*WORK TO COMPLETE:* In the passage on processing fermented slurry, retype the words between "After the slurry" and "water is recycled.", inclusive.

*SELECTED TEXT:*
= = = = =
After the slurry has undergone fermentation, it is separated using a solid-liquid separation device. A portion of the liquid component is combined with humic acid and additional fertilizer components to create a liquid fertilizer. This product is then packaged and sold,
while any leftover water is recycled.
The solid fraction obtained from separation is sent to an extruder or screw press where the fibrous material is compressed to create solid manure. This solid manure is packaged and sold similarly to the liquid fertilizer.
= = = = =
*DATA RECORDS:*
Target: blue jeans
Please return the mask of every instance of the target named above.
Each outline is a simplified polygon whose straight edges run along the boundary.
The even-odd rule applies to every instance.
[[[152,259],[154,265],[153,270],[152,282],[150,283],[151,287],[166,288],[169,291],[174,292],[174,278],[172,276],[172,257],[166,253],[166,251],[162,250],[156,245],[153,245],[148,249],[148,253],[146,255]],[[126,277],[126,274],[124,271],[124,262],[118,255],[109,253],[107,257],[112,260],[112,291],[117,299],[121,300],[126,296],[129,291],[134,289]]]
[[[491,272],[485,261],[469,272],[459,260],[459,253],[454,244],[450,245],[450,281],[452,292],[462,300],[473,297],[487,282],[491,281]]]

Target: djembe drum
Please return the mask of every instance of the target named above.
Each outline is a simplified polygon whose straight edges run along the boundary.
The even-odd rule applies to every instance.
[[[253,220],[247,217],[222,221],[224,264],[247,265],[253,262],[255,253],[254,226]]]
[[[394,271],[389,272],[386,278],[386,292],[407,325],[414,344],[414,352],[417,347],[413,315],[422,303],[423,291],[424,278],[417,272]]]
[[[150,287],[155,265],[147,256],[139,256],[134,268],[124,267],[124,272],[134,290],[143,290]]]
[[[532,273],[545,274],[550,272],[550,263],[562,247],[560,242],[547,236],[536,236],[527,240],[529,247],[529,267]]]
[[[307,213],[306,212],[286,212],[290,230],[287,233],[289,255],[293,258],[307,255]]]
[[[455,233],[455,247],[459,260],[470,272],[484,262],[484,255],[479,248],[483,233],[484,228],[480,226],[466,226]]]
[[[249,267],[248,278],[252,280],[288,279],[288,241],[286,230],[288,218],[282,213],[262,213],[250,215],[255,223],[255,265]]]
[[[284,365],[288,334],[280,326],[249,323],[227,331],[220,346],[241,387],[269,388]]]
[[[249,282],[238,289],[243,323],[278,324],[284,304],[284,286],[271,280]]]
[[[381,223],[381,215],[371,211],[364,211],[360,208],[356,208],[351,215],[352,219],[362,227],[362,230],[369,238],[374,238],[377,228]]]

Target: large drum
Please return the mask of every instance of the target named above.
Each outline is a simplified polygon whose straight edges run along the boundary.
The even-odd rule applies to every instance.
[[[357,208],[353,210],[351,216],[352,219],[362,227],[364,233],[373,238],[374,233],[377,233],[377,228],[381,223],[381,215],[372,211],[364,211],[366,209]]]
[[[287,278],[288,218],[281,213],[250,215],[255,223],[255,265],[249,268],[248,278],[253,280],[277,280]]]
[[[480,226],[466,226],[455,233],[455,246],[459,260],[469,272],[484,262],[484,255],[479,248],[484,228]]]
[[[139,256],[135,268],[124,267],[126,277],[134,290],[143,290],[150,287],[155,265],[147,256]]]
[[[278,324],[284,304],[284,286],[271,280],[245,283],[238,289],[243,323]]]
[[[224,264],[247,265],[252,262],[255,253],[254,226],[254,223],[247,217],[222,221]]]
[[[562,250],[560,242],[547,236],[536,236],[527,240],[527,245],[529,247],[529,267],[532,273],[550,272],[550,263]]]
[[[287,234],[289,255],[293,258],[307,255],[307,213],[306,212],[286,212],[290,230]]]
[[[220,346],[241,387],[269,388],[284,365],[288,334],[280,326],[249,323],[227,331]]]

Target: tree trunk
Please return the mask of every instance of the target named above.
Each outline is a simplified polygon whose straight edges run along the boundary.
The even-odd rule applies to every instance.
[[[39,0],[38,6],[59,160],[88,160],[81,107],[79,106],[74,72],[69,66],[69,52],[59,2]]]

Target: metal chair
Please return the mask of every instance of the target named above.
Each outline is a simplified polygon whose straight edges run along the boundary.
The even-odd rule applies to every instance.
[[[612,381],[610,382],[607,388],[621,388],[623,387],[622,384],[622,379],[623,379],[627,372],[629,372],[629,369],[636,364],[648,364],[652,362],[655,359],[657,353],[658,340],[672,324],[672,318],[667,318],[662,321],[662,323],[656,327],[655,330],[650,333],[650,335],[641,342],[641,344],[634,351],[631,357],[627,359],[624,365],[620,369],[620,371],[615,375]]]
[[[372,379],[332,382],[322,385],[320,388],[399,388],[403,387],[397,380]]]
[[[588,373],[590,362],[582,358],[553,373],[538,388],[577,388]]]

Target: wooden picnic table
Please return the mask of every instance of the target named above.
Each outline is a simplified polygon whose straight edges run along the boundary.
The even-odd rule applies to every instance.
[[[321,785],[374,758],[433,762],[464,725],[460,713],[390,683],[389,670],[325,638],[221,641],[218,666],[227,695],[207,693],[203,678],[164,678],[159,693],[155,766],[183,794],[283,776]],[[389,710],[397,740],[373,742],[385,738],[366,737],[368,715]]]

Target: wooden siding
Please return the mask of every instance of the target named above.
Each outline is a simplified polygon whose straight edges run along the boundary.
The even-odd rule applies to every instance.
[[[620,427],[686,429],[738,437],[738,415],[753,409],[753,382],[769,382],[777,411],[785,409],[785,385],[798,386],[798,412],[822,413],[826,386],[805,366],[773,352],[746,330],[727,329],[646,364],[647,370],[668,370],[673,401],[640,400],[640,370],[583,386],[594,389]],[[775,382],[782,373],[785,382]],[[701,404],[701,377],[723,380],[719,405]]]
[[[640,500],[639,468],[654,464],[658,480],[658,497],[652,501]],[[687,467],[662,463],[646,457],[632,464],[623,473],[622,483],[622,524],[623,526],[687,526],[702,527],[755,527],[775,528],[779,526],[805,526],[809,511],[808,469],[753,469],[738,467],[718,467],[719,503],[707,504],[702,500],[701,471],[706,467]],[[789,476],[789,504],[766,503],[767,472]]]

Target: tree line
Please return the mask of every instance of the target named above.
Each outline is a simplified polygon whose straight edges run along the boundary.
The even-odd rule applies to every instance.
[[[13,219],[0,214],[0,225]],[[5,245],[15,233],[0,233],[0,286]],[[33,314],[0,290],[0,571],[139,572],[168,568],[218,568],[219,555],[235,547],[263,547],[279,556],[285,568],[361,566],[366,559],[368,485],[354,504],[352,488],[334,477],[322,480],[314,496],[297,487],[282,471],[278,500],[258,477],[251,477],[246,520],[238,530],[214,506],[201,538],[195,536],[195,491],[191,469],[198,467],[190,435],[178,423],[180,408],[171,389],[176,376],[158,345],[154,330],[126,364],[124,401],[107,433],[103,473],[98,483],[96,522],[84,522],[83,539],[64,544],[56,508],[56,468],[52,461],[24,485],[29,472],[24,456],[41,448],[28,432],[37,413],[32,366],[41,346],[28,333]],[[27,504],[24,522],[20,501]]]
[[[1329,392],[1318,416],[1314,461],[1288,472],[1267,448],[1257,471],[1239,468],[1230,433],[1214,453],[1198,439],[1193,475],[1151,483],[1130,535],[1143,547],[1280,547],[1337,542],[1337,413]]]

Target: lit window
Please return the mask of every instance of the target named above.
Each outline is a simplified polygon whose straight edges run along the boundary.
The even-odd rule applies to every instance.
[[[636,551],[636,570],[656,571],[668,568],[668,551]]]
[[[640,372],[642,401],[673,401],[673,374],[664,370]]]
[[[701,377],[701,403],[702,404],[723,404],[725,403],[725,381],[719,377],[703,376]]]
= = = = =
*EXERCISE SOLUTION:*
After the slurry has undergone fermentation, it is separated using a solid-liquid separation device. A portion of the liquid component is combined with humic acid and additional fertilizer components to create a liquid fertilizer. This product is then packaged and sold,
while any leftover water is recycled.